[Region pointing data]
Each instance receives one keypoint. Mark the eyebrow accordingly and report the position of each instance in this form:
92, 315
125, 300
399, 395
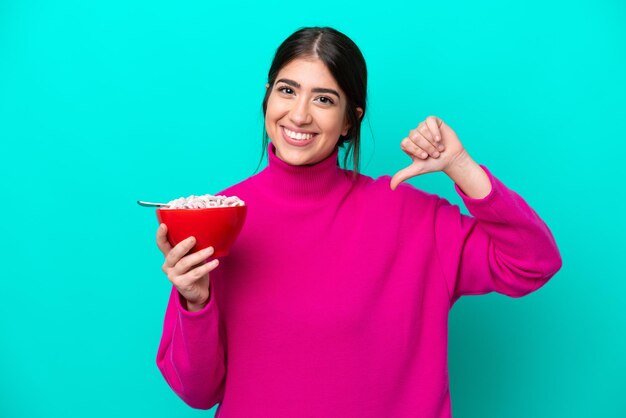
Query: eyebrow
315, 90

● ACTIVITY:
The records above, minus their pictures, are to be returned word for word.

● RESPONSE:
Each instance receives one keypoint. Mark the eyebrow accordingly and report the position of each instance in this form:
92, 315
125, 300
399, 395
Query: eyebrow
315, 90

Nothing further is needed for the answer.